**What you will do**
Pull out every line in the listing below that contains the string "stem", matching case exactly.

══ Records for processing ══

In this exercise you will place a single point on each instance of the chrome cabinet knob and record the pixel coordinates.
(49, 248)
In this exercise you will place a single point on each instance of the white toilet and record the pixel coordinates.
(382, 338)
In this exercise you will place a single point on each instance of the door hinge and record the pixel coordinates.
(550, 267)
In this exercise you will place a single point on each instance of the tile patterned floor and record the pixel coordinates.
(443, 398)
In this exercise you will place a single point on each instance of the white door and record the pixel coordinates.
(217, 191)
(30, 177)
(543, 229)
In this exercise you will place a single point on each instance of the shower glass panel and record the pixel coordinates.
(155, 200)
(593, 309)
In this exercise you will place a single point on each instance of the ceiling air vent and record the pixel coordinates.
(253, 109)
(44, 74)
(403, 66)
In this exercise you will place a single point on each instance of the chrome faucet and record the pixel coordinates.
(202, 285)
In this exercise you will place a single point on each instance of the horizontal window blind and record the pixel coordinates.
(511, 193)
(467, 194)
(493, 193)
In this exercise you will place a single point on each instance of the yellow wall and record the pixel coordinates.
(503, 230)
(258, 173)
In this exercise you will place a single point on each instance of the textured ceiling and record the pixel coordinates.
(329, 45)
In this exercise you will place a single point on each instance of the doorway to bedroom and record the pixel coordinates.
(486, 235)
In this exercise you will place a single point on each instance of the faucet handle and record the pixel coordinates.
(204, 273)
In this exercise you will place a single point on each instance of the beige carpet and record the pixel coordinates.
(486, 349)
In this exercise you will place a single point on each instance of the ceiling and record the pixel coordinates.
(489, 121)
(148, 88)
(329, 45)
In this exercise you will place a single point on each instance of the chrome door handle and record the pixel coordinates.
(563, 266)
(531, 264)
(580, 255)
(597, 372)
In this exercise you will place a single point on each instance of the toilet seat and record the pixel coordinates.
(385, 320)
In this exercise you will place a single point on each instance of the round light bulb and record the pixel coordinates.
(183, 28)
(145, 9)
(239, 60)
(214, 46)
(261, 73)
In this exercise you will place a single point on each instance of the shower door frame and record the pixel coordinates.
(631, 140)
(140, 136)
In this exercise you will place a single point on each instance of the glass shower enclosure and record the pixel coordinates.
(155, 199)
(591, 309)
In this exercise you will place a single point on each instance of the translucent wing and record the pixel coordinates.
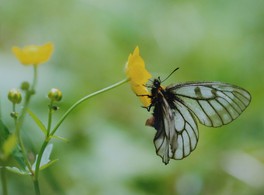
(177, 131)
(213, 103)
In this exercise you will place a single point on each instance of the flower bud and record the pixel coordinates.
(25, 86)
(55, 95)
(14, 96)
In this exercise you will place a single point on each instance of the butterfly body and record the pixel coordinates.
(176, 106)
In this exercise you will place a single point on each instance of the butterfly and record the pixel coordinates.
(177, 106)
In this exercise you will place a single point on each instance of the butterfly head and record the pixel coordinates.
(156, 83)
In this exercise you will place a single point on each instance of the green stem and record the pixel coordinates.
(36, 186)
(3, 179)
(49, 118)
(84, 99)
(20, 120)
(49, 135)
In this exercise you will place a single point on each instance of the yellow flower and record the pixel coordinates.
(139, 76)
(33, 54)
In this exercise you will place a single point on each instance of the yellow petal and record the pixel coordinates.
(33, 54)
(139, 76)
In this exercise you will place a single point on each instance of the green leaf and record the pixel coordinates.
(16, 154)
(4, 133)
(48, 164)
(17, 170)
(60, 138)
(45, 160)
(9, 145)
(37, 121)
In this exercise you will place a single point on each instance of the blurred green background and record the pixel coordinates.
(110, 151)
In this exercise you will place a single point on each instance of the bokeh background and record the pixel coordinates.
(110, 151)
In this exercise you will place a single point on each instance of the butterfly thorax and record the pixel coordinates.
(160, 94)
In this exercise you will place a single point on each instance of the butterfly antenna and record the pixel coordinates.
(170, 74)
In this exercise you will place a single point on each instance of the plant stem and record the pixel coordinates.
(36, 186)
(3, 179)
(20, 120)
(84, 99)
(50, 134)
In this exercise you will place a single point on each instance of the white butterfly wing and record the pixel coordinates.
(213, 103)
(177, 132)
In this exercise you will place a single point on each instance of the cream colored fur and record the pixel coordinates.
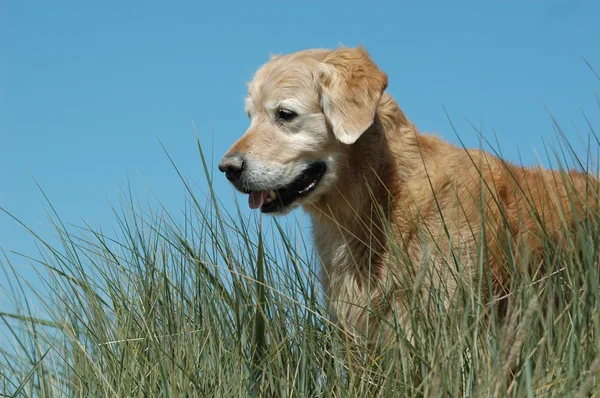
(390, 188)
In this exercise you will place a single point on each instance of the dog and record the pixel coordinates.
(325, 135)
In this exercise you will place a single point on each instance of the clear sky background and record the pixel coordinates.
(89, 88)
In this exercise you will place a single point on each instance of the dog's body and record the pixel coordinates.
(326, 136)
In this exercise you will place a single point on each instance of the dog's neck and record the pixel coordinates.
(351, 220)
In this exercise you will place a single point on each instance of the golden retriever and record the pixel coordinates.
(325, 135)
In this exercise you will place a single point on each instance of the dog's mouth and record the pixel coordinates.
(277, 199)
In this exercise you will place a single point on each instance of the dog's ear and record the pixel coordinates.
(351, 88)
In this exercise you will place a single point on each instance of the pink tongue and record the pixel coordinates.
(256, 199)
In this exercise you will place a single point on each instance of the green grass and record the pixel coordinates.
(208, 303)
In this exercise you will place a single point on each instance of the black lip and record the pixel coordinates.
(304, 184)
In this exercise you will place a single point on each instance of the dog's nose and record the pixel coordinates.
(232, 165)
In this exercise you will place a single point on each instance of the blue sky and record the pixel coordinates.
(88, 89)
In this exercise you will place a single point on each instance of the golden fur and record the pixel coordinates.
(386, 182)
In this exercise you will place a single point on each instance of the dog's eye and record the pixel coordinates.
(286, 115)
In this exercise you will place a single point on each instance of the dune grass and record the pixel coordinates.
(211, 303)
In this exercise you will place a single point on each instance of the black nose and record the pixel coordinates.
(232, 165)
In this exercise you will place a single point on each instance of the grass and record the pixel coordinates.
(211, 303)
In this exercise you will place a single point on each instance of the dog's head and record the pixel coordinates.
(305, 109)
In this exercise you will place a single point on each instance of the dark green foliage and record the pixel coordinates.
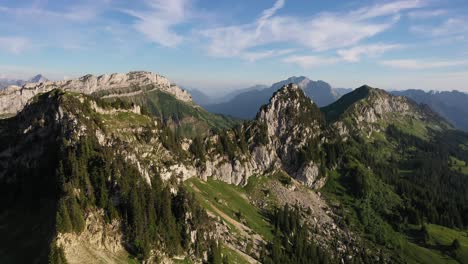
(56, 255)
(336, 109)
(151, 215)
(197, 148)
(227, 145)
(184, 118)
(214, 254)
(261, 137)
(171, 141)
(455, 245)
(424, 234)
(292, 242)
(434, 192)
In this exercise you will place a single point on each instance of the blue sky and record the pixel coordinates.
(222, 45)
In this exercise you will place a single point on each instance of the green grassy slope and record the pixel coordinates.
(232, 201)
(188, 119)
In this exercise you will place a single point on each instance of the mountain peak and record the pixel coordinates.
(13, 98)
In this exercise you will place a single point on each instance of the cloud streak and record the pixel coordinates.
(158, 22)
(14, 45)
(325, 31)
(355, 54)
(308, 62)
(411, 64)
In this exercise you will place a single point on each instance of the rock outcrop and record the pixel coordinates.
(14, 98)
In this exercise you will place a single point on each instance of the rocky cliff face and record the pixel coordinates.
(367, 110)
(14, 98)
(290, 127)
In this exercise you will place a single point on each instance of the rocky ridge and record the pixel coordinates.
(14, 98)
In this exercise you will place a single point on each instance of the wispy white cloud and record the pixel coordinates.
(264, 54)
(158, 21)
(425, 14)
(325, 31)
(450, 27)
(13, 45)
(354, 54)
(386, 9)
(410, 64)
(310, 61)
(81, 12)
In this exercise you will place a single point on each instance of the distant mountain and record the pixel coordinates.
(236, 92)
(452, 105)
(200, 97)
(4, 82)
(245, 105)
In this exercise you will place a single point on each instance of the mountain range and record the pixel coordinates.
(452, 105)
(97, 170)
(5, 82)
(245, 104)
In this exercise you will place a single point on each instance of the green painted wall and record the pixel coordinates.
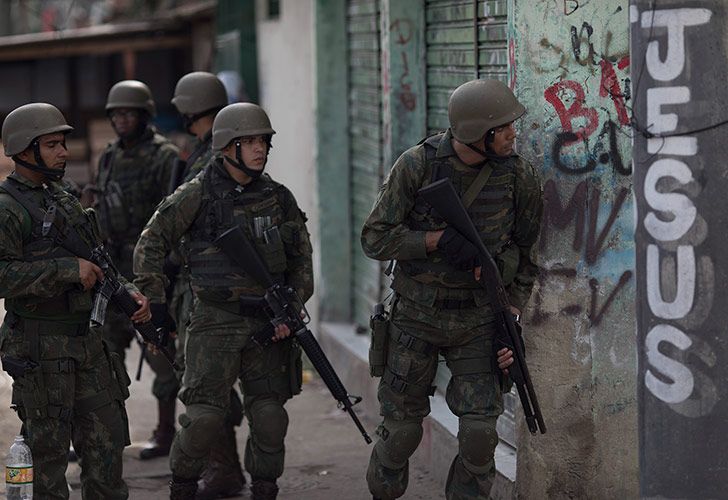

═══

**Worked answer**
In this exercise you will place a single point on each instance of the green stem and record the pixel coordinates.
In this exercise you will place a single point on each instance of the plant stem and record the pixel coordinates.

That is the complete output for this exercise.